**Exercise objective**
Reproduce the records below verbatim, omitting the pictures from your answer.
--- BEGIN Material for the task ---
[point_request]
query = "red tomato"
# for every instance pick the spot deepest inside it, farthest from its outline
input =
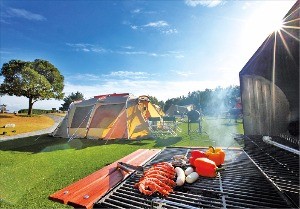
(192, 160)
--- END Material for the task ---
**Solution below**
[point_request]
query = "red tomato"
# for every instance pick the spot deepest inside it, farthest from its outline
input =
(192, 160)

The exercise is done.